--- THE INPUT ---
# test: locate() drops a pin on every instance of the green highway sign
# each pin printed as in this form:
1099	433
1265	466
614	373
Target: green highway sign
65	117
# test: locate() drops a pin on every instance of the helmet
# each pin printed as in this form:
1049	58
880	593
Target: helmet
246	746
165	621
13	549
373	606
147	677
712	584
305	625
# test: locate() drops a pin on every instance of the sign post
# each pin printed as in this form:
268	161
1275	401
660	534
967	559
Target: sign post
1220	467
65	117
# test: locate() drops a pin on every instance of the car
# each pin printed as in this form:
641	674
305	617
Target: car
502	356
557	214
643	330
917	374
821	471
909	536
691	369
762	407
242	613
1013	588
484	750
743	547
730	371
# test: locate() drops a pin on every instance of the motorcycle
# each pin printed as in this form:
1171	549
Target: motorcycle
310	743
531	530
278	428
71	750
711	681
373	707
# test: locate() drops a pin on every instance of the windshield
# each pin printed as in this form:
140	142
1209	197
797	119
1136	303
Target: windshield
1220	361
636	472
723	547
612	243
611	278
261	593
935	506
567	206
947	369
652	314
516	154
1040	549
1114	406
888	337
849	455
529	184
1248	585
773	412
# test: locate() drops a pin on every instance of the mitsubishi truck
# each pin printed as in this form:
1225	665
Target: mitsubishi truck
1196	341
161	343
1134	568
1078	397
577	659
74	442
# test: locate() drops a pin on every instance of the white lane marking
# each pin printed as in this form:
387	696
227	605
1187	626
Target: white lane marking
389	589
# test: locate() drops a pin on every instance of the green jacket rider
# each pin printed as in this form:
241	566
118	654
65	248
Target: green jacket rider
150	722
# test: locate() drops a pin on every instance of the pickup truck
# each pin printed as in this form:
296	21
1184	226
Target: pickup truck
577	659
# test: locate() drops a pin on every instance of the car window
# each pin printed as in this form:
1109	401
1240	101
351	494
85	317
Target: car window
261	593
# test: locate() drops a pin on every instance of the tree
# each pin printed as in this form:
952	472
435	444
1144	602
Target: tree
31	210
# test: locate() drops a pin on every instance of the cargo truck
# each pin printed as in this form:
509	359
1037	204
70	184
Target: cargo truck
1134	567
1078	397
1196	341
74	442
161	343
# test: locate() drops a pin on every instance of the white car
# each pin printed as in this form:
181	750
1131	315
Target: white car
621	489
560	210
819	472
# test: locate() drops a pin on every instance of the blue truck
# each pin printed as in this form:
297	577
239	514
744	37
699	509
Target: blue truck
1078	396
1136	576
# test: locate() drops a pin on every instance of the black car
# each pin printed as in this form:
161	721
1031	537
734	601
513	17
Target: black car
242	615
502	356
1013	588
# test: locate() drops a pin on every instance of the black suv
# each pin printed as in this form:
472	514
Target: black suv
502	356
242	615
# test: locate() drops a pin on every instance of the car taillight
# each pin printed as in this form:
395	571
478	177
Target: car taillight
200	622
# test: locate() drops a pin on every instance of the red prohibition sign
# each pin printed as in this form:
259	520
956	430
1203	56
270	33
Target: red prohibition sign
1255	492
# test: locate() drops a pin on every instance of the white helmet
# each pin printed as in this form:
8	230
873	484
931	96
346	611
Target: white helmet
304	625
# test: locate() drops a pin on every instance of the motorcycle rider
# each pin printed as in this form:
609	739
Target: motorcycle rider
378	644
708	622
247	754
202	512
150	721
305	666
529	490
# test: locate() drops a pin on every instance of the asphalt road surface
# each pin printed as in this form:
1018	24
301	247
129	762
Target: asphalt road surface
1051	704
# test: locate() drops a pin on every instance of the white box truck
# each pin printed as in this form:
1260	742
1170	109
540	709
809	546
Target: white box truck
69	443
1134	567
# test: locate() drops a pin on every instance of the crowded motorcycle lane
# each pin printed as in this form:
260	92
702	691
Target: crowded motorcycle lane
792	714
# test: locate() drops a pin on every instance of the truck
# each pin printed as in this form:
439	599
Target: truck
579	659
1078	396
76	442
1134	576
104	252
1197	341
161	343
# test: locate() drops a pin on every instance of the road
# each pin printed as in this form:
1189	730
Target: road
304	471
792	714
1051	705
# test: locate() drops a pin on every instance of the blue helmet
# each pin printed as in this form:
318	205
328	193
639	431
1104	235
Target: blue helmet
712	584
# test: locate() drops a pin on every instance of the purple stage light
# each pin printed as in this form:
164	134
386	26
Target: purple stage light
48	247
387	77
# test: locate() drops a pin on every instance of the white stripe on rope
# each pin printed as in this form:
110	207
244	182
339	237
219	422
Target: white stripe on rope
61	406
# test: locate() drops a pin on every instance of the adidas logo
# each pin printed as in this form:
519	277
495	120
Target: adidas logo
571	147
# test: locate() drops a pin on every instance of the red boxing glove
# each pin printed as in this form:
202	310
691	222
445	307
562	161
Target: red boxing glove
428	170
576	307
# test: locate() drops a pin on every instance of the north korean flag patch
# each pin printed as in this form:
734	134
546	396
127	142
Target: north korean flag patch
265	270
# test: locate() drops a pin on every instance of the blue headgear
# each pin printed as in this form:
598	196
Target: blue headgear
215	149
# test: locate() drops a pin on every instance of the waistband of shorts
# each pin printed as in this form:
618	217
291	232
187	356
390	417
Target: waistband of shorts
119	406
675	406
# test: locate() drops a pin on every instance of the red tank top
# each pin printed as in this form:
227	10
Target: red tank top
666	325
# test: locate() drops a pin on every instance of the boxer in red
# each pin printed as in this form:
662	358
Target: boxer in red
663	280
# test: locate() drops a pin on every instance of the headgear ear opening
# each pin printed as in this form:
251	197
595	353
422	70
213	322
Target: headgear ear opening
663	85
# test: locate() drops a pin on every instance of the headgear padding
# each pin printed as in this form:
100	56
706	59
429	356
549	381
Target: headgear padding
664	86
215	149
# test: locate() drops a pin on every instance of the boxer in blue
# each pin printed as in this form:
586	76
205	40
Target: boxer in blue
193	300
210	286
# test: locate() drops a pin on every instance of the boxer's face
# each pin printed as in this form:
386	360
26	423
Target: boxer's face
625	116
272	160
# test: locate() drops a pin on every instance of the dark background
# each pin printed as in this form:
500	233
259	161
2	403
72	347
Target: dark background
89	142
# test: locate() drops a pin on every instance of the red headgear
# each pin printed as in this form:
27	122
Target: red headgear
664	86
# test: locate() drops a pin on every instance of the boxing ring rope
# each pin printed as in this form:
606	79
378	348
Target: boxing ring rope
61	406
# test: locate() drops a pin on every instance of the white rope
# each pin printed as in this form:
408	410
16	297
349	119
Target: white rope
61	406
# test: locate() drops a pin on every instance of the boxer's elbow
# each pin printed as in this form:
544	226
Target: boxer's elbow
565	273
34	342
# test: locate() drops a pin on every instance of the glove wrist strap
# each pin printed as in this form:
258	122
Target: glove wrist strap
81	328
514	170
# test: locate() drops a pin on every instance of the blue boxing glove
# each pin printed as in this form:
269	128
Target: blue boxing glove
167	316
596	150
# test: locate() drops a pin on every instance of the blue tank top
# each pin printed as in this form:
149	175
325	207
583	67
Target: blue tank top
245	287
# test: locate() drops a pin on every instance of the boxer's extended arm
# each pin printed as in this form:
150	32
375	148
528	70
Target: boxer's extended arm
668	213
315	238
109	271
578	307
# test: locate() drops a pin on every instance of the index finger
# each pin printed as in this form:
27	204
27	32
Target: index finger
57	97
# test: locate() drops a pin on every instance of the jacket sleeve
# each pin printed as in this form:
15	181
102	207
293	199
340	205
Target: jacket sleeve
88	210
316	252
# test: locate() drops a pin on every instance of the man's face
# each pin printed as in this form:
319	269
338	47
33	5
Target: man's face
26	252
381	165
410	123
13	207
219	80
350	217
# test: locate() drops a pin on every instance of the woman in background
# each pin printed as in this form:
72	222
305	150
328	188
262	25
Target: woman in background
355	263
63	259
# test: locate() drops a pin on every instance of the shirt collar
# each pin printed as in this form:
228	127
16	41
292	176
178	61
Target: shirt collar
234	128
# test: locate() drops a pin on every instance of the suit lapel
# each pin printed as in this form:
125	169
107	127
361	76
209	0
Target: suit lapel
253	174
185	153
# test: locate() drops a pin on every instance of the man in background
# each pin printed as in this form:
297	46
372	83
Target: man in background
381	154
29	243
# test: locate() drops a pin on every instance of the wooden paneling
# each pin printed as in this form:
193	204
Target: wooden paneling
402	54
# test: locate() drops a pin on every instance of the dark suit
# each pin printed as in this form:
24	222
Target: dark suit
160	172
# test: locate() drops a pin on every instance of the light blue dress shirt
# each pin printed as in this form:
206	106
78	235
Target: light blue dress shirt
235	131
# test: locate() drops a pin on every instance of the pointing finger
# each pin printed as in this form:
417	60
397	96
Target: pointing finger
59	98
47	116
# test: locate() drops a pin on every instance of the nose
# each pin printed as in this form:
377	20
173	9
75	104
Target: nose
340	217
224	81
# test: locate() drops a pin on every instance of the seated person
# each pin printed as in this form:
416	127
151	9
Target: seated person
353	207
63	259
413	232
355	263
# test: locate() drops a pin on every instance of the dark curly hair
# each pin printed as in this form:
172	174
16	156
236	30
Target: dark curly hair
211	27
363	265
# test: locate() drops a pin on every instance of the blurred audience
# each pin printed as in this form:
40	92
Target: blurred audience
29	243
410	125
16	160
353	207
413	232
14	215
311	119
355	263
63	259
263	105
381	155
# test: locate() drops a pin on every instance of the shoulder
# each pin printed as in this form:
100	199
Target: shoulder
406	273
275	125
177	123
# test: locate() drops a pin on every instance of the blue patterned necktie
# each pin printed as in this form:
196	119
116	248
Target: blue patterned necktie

--- YOUR TASK ---
Output only the lines from the one holding "the blurred audience" through the last line above, exactly as they appear.

--- REPLY TO THE TASK ---
# test: locate() drops a pin on every instance of the blurred audience
# each pin printed as in this form:
40	92
Target: blurred audience
29	243
410	125
16	160
353	207
413	232
14	215
311	119
355	263
63	259
263	105
381	155
# test: locate() drops a pin on every instance of the shoulder
# each pin printed as in this form:
100	199
Target: shoulder
406	273
275	125
177	123
# test: locate() drops a pin on every instance of the blue patterned necktie
# each pin printed as in this form:
196	119
116	248
Target: blue patterned necktie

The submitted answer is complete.